_What the task asks_
Set it all down exactly, every record and every line.

Stored records:
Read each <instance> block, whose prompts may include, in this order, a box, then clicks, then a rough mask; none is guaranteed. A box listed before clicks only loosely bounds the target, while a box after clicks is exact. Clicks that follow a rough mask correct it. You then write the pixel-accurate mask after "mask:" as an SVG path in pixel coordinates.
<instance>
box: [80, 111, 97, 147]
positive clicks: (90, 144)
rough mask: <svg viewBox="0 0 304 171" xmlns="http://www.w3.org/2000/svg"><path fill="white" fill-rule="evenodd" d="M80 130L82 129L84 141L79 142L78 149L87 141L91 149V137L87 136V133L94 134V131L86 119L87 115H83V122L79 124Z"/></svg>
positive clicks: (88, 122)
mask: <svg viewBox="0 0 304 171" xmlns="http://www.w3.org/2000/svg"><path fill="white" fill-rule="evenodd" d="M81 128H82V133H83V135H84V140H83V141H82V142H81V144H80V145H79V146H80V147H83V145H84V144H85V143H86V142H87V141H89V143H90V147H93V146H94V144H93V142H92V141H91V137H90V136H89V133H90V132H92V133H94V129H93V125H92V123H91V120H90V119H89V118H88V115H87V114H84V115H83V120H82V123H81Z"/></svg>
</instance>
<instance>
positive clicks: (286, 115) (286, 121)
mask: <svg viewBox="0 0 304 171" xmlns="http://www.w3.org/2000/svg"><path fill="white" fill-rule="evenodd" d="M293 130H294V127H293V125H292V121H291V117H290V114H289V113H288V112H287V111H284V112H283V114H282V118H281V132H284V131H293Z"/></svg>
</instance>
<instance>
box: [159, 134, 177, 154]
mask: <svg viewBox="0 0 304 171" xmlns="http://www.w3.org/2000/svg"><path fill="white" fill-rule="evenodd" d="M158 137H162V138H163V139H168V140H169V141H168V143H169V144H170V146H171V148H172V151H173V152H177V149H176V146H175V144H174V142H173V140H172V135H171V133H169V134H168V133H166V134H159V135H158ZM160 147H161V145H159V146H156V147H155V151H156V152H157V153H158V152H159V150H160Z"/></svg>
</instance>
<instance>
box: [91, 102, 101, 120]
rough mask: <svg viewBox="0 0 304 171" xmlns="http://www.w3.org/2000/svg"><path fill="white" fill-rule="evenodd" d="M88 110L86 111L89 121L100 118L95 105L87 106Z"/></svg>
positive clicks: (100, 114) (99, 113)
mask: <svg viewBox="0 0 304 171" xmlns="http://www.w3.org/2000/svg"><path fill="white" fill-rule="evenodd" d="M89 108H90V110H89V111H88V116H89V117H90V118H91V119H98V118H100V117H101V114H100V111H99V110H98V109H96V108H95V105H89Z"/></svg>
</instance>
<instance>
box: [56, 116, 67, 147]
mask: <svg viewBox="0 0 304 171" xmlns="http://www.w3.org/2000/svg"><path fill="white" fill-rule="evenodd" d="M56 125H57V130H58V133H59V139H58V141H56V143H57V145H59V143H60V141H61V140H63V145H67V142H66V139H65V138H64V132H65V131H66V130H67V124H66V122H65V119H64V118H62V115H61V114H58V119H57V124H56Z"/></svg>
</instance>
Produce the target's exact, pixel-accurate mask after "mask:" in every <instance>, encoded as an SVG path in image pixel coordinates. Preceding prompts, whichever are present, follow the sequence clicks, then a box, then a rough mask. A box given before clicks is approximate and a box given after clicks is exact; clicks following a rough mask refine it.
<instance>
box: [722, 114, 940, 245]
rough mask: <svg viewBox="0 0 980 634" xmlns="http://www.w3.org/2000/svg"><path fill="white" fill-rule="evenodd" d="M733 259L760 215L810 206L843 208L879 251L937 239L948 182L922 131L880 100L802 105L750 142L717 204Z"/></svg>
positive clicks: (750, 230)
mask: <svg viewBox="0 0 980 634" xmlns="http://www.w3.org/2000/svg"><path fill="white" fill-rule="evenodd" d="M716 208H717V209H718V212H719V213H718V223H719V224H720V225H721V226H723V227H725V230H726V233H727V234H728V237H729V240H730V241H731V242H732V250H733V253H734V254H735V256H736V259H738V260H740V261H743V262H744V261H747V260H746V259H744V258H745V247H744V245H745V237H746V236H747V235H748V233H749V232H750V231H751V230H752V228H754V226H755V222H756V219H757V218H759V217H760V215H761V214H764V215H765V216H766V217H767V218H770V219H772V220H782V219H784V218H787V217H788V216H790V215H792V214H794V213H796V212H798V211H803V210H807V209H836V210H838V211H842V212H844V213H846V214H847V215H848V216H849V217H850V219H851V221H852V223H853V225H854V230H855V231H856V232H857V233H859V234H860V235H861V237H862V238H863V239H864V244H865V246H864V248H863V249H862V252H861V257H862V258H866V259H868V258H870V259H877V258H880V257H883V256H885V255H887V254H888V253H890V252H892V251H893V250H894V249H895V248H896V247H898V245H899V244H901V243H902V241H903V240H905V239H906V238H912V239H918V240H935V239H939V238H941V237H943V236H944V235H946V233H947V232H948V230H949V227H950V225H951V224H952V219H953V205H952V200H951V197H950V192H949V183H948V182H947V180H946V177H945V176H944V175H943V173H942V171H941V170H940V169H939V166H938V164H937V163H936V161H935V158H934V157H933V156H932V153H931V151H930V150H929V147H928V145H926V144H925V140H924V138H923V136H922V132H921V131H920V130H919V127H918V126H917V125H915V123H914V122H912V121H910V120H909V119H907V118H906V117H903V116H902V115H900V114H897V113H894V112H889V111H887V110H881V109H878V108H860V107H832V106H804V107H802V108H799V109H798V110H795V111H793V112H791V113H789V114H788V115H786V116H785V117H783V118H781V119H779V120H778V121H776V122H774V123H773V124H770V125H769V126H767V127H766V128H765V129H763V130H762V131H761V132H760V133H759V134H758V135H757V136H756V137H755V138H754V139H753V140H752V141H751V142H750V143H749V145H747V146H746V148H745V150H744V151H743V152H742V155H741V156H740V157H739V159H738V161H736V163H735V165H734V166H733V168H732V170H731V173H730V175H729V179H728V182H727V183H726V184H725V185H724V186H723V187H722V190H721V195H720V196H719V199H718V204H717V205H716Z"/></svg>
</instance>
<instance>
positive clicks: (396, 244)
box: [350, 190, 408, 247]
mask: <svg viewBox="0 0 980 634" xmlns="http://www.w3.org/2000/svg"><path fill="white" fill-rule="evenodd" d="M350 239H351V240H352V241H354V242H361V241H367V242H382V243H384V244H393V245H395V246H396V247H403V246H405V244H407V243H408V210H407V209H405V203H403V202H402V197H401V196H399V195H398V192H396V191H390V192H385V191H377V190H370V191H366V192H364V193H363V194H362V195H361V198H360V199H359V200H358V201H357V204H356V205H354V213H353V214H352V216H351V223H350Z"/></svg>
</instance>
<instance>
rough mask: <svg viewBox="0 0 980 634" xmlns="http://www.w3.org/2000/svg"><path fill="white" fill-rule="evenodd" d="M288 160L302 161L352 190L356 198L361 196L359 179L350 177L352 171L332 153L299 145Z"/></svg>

_Response to this exercise_
Read each <instance> block, whose prompts may include, in this order, a box, then clicks, then a rough mask; none is guaranteed. A box listed before clicks only loosely bounds the target, while a box after clicks is exact. Clicks that follow a rough mask correct it. You then write the pixel-accurate mask after "mask:" as an SVG path in pixel coordinates.
<instance>
box: [80, 111, 97, 147]
positive clicks: (90, 144)
rough mask: <svg viewBox="0 0 304 171" xmlns="http://www.w3.org/2000/svg"><path fill="white" fill-rule="evenodd" d="M80 130L82 129L84 141L79 142L78 149L87 141L91 149V137L87 136V133L94 134V131L86 119L87 115H83V122L79 124Z"/></svg>
positive clicks: (88, 122)
mask: <svg viewBox="0 0 304 171" xmlns="http://www.w3.org/2000/svg"><path fill="white" fill-rule="evenodd" d="M81 128H82V133H83V135H84V140H83V141H82V142H81V144H80V145H79V146H80V147H83V145H84V144H85V143H86V142H87V141H89V143H90V147H93V146H94V144H93V142H92V141H91V137H90V136H89V133H90V132H92V133H94V129H93V125H92V123H91V120H90V119H89V118H88V115H87V114H84V115H83V120H82V123H81Z"/></svg>
</instance>
<instance>
positive clicks: (286, 115) (286, 121)
mask: <svg viewBox="0 0 304 171" xmlns="http://www.w3.org/2000/svg"><path fill="white" fill-rule="evenodd" d="M293 130H294V127H293V125H292V121H291V117H290V114H289V113H288V112H287V111H284V112H283V114H282V118H281V132H284V131H293Z"/></svg>
</instance>
<instance>
box: [159, 134, 177, 154]
mask: <svg viewBox="0 0 304 171" xmlns="http://www.w3.org/2000/svg"><path fill="white" fill-rule="evenodd" d="M158 137H162V138H163V139H168V140H169V141H168V143H169V144H170V146H171V148H172V151H173V152H177V149H176V146H175V144H174V142H173V140H172V135H171V133H169V134H168V133H166V134H159V135H158ZM160 147H161V145H159V146H156V147H155V151H156V152H157V153H158V152H159V150H160Z"/></svg>
</instance>
<instance>
box: [91, 102, 101, 120]
rough mask: <svg viewBox="0 0 304 171" xmlns="http://www.w3.org/2000/svg"><path fill="white" fill-rule="evenodd" d="M88 110L86 111L89 121L100 118L95 105L87 106Z"/></svg>
positive clicks: (100, 114) (99, 113)
mask: <svg viewBox="0 0 304 171" xmlns="http://www.w3.org/2000/svg"><path fill="white" fill-rule="evenodd" d="M89 108H90V110H89V111H88V116H89V117H90V118H91V119H98V118H100V117H101V114H100V111H99V110H98V109H96V108H95V105H89Z"/></svg>
</instance>
<instance>
box: [56, 116, 67, 147]
mask: <svg viewBox="0 0 304 171" xmlns="http://www.w3.org/2000/svg"><path fill="white" fill-rule="evenodd" d="M56 125H57V130H58V133H59V139H58V141H56V143H57V145H59V143H60V141H61V140H63V145H67V142H66V139H65V138H64V132H65V131H66V130H67V124H66V122H65V119H64V118H62V115H61V114H58V119H57V124H56Z"/></svg>
</instance>
Produce the target's exact, pixel-accurate mask after "mask:" in every <instance>, encoded as an SVG path in image pixel coordinates. Preceding prompts, whichever are present, follow the sequence clicks, then a box, then a rough mask. A box given before clicks is approximate and a box given after clicks is exact; clicks following a rough mask refine it.
<instance>
box: [722, 114, 940, 245]
rough mask: <svg viewBox="0 0 980 634" xmlns="http://www.w3.org/2000/svg"><path fill="white" fill-rule="evenodd" d="M733 259L760 215L810 206L843 208L879 251L937 239L948 182L922 131L880 100L802 105L750 142L717 204Z"/></svg>
positive clicks: (750, 230)
mask: <svg viewBox="0 0 980 634" xmlns="http://www.w3.org/2000/svg"><path fill="white" fill-rule="evenodd" d="M716 208H717V209H718V212H719V213H718V223H719V224H720V225H721V226H723V227H725V230H726V233H727V234H728V237H729V240H730V241H731V242H732V250H733V253H734V254H735V256H736V259H738V260H740V261H743V262H744V261H747V260H746V259H744V258H745V247H744V245H745V237H746V236H747V235H748V233H749V232H750V231H751V230H752V228H754V226H755V222H756V219H757V218H759V217H760V215H761V214H764V215H765V216H766V217H767V218H770V219H772V220H782V219H784V218H787V217H788V216H790V215H792V214H794V213H796V212H798V211H803V210H807V209H836V210H838V211H842V212H844V213H846V214H847V215H848V216H849V217H850V219H851V221H852V223H853V225H854V230H855V231H856V232H857V233H859V234H860V235H861V237H862V238H863V239H864V244H865V246H864V248H863V249H862V252H861V257H862V258H866V259H868V258H870V259H877V258H880V257H883V256H885V255H887V254H888V253H890V252H892V251H893V250H894V249H895V248H896V247H898V245H899V244H901V243H902V241H903V240H905V239H906V238H912V239H918V240H935V239H939V238H941V237H943V236H944V235H946V233H947V232H948V230H949V227H950V225H951V224H952V219H953V205H952V200H951V197H950V192H949V183H948V182H947V180H946V177H945V176H944V175H943V173H942V171H941V170H940V169H939V166H938V164H937V163H936V161H935V158H934V157H933V156H932V153H931V151H930V150H929V147H928V145H926V144H925V140H924V138H923V136H922V132H921V131H920V130H919V127H918V126H917V125H915V123H914V122H912V121H910V120H909V119H907V118H906V117H903V116H902V115H900V114H897V113H894V112H889V111H887V110H881V109H878V108H860V107H832V106H804V107H802V108H799V109H798V110H795V111H793V112H791V113H789V114H788V115H786V116H785V117H783V118H781V119H779V120H778V121H776V122H774V123H773V124H770V125H769V126H767V127H766V128H765V129H763V130H762V131H761V132H760V133H759V134H758V135H757V136H756V137H755V138H754V139H753V140H752V141H751V142H750V143H749V145H747V146H746V148H745V150H744V151H743V152H742V155H741V156H740V157H739V159H738V161H736V163H735V165H734V166H733V168H732V170H731V173H730V175H729V179H728V182H727V183H726V184H725V185H724V186H723V187H722V190H721V195H720V196H719V199H718V204H717V205H716Z"/></svg>
</instance>
<instance>
positive clicks: (396, 244)
box: [350, 190, 408, 247]
mask: <svg viewBox="0 0 980 634" xmlns="http://www.w3.org/2000/svg"><path fill="white" fill-rule="evenodd" d="M350 239H351V240H352V241H354V242H361V241H367V242H382V243H384V244H393V245H395V246H396V247H403V246H405V244H407V243H408V210H407V209H405V203H403V202H402V197H401V196H399V195H398V192H396V191H390V192H385V191H377V190H370V191H366V192H364V193H363V194H362V195H361V198H360V199H359V200H358V201H357V204H356V205H354V213H353V214H352V216H351V223H350Z"/></svg>
</instance>
<instance>
rough mask: <svg viewBox="0 0 980 634" xmlns="http://www.w3.org/2000/svg"><path fill="white" fill-rule="evenodd" d="M288 160L302 161L352 190L356 198L361 196L359 179L350 177L352 171L332 153L299 145Z"/></svg>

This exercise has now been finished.